Document section: Begin
Cameron Gregory

Personal information
- Full name: Cameron Akash James Gregory
- Date of birth: 20 January 2000 (age 26)
- Place of birth: Sutton Coldfield, England
- Height: 6 ft 4 in (1.92 m)
- Position: Goalkeeper

Team information
- Current team: Shrewsbury Town
- Number: 30

Youth career
- Birmingham City
- Wolverhampton Wanderers
- 0000–2018: Shrewsbury Town

Senior career*
- Years: Team / Apps / (Gls)
- 2018–2022: Shrewsbury Town / 0 / (0)
- 2018: → Chippenham Town (loan) / ? / (0)
- 2018: → Halesowen Town (loan) / 10 / (0)
- 2019: → Kidderminster Harriers (loan) / 13 / (0)
- 2020: → Nantwich Town (loan) / 2 / (0)
- 2020: → Hednesford Town (loan) / 0 / (0)
- 2022–2023: Kettering Town / 15 / (0)
- 2023–2025: Boston United / 82 / (0)
- 2025–2026: Brackley Town / 4 / (0)
- 2026_: Shrewsbury Town / 0 / (0)

= Cameron Gregory =

English footballer (born 2000)

Cameron Akash James Gregory (born 20 January 2000) is an English professional footballer who plays as a goalkeeper for EFL League Two club Shrewsbury Town.

==Early life==
Gregory was born in Sutton Coldfield in the West Midlands.

==Career==
Gregory had spells at Birmingham City and Wolverhampton Wanderers at youth level. He joined Shrewsbury Town at under-15 level. He was awarded a scholarship the same year.
Document section: End
Data records: Begin
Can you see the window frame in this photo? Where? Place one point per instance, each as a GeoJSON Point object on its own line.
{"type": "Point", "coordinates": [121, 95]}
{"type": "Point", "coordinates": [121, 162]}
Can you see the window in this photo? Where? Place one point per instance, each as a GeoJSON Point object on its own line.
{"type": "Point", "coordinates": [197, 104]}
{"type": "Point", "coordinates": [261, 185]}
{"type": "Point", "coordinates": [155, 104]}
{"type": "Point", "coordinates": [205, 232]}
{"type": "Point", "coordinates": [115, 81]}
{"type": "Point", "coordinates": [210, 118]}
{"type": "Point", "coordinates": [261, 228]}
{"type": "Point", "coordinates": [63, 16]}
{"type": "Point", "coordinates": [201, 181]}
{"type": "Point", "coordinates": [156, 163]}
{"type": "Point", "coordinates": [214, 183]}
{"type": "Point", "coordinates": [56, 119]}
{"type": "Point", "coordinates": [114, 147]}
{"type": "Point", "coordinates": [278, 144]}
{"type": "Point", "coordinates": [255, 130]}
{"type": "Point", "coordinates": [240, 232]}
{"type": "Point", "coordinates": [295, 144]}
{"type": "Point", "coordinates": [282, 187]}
Data records: End
Data records: Begin
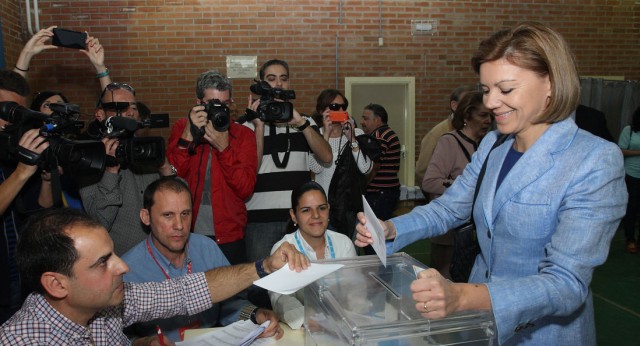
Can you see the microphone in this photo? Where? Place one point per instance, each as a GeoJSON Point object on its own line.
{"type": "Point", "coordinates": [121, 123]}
Data records: End
=== Brief ===
According to the page on Cameron Gregory, at what age level did he join Shrewsbury Town? None of the lines is needed here.

=== Exercise answer ===
Under-15 level.